Stated task =
Locate each line in the data below that contains the string "cabbage", and copy those lines.

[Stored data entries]
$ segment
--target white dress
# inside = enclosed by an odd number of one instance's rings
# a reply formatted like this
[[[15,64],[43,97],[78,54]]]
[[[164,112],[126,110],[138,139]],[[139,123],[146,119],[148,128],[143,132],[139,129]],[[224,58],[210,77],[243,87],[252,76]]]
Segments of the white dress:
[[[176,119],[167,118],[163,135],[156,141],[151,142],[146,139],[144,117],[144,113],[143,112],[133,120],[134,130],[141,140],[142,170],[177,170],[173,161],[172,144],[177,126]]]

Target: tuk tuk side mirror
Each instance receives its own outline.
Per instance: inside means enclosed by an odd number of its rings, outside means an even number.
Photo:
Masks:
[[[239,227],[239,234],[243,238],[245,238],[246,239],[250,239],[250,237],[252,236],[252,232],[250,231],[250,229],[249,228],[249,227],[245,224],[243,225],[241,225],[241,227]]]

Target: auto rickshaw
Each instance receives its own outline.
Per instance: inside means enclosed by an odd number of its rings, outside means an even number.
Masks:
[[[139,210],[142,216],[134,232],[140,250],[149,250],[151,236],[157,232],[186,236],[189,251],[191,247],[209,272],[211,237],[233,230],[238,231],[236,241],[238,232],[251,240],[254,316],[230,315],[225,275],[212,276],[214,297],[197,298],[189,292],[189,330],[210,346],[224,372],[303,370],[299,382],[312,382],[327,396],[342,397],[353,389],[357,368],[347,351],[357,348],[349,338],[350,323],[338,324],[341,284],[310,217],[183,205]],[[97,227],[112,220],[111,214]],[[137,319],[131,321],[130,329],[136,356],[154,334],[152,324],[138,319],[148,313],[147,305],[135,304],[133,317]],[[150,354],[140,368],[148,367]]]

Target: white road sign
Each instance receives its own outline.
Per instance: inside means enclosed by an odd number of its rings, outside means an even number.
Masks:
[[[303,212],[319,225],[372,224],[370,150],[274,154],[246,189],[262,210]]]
* * *
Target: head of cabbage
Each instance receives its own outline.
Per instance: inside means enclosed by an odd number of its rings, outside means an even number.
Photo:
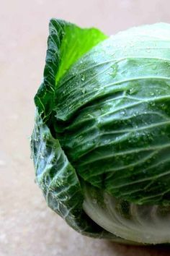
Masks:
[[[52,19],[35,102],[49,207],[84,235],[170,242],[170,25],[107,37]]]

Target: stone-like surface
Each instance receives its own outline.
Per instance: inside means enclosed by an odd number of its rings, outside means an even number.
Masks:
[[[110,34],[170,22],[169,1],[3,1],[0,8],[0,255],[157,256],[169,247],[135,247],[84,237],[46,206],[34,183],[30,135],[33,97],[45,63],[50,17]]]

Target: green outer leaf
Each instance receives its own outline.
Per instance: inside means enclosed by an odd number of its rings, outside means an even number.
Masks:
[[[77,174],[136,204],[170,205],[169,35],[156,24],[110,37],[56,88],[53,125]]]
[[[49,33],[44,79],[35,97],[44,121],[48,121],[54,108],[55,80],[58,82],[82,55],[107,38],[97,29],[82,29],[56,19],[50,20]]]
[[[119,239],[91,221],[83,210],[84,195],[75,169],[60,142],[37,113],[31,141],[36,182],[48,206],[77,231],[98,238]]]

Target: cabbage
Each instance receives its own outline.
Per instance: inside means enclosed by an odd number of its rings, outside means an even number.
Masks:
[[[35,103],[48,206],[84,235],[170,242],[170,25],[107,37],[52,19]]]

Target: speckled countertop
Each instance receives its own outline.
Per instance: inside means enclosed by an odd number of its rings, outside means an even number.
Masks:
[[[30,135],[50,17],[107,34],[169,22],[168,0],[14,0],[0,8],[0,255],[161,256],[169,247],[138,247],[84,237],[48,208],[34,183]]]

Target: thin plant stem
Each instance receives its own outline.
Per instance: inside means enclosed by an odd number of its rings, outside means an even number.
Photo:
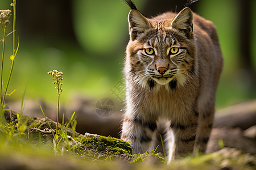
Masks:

The solution =
Target: head of cabbage
Target: cabbage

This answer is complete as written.